Object pointing dataset rows
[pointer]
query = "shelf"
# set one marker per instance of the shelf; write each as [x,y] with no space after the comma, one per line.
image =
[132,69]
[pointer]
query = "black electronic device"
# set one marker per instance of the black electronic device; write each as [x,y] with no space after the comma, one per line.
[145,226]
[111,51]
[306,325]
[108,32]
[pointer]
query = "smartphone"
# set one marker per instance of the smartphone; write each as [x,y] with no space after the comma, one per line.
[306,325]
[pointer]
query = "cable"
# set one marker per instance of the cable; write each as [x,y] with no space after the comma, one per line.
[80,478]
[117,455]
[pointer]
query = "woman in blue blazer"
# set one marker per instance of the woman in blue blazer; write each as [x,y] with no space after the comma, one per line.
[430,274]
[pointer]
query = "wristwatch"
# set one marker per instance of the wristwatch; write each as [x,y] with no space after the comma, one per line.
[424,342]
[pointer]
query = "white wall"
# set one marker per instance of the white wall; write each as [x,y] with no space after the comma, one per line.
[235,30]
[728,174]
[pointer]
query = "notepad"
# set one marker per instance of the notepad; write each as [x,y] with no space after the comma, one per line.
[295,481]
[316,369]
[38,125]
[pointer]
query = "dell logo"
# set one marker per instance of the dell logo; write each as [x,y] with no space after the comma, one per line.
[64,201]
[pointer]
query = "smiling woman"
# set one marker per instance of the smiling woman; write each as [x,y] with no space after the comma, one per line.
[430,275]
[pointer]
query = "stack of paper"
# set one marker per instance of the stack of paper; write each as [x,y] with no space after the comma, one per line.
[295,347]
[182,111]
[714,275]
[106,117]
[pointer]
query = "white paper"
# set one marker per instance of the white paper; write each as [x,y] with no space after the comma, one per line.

#### [The request]
Each record must be returned exactly as it is written.

#### [Task solution]
[pointer]
query = "shelf"
# set one marker per instance of the shelf; write each as [x,y] with no space after the comma, one per line.
image =
[132,69]
[pointer]
query = "black electronic device"
# set one marker per instance of the black electronic device; write each as [x,y] with no space after the comma, one per line.
[145,226]
[111,51]
[306,325]
[108,32]
[pointer]
query = "smartphone"
# set one marker per instance of the smartphone; write each as [x,y] with no space after the comma, one per line.
[306,325]
[pointer]
query = "cable"
# set one marker per instance of the cable; write each as [x,y] with no space after the comma, one per line.
[80,478]
[117,455]
[pointer]
query = "woman in blue blazer"
# set one marker per instance of the woman in blue blazer; write each as [x,y] with no space after the comma, one per line.
[430,274]
[pointer]
query = "wristwatch"
# set one marker per instance of the wristwatch; write each as [x,y] with no space after the comma, one per line.
[424,342]
[pointer]
query = "white wall"
# set one marker per instance of the white wall; write each as [x,y] with no space after the comma, one per line.
[235,30]
[728,174]
[pointer]
query = "notepad"
# set one marker per instance of the notepad; write each as [x,y] with no space after the comma, one per line.
[295,481]
[316,369]
[38,125]
[pointer]
query = "dell logo"
# set one marker per instance of the dell logo; write each as [x,y] with no space after the comma, one per line.
[64,201]
[pointer]
query = "smiling woman"
# set one marker per instance of the smiling woman; write each as [x,y] with no space after the comma, one per line.
[430,275]
[pointer]
query = "stack of paper"
# set one marker per instance of the stack of paper; write each as [x,y] with no space after the comma, one per line.
[295,347]
[182,111]
[714,275]
[106,117]
[pointer]
query = "white paper"
# set one marker per instance of the white paper; write each as [x,y] with no space after the comma, one per line.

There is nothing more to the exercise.